Problem details: Revise the lines running from the one that holds "dog's lip, where" through the last line, inclusive, so that "thickest part" becomes "widest part" and nothing else changes. Return only those lines.
-- Data excerpts start --
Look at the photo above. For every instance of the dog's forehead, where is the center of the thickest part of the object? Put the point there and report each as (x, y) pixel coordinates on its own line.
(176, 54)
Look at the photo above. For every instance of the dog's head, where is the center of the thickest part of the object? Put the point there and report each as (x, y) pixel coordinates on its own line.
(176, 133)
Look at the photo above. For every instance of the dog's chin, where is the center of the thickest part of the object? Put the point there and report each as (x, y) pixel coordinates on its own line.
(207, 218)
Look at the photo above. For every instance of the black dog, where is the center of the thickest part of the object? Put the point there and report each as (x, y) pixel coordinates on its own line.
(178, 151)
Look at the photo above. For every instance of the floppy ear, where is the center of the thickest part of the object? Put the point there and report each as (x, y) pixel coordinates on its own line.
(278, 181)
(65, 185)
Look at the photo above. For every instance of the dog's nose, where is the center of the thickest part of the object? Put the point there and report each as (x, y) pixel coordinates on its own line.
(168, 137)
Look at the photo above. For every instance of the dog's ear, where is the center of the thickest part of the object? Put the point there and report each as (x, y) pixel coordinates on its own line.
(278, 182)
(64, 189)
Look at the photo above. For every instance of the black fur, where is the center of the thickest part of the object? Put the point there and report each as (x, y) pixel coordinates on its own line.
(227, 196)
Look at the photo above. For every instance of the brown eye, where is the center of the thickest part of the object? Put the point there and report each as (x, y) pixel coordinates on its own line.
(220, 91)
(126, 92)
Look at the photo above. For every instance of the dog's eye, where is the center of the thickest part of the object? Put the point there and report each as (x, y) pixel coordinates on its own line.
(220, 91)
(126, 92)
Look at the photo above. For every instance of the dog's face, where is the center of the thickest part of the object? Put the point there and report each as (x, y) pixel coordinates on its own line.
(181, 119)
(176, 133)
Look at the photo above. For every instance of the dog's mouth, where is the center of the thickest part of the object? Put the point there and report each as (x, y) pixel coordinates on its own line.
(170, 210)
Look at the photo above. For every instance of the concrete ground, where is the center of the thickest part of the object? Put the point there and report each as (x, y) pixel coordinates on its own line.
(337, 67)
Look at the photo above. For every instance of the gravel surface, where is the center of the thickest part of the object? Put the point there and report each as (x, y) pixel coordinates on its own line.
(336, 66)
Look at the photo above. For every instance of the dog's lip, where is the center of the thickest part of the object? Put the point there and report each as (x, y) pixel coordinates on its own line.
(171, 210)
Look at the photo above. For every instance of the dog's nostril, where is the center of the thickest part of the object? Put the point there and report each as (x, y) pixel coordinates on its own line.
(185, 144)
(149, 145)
-- Data excerpts end --
Answer to this task:
Look at the photo above. For every instance of the dog's lip, where is the center of the widest part of the object? Put the point there and report each as (x, y) pixel coordinates on its own line.
(171, 210)
Look at the photo above. For every instance of the dog's nostril, where is the center of the widest part of the object? Put the point there and report each as (x, y) pixel coordinates on its own line.
(185, 144)
(149, 145)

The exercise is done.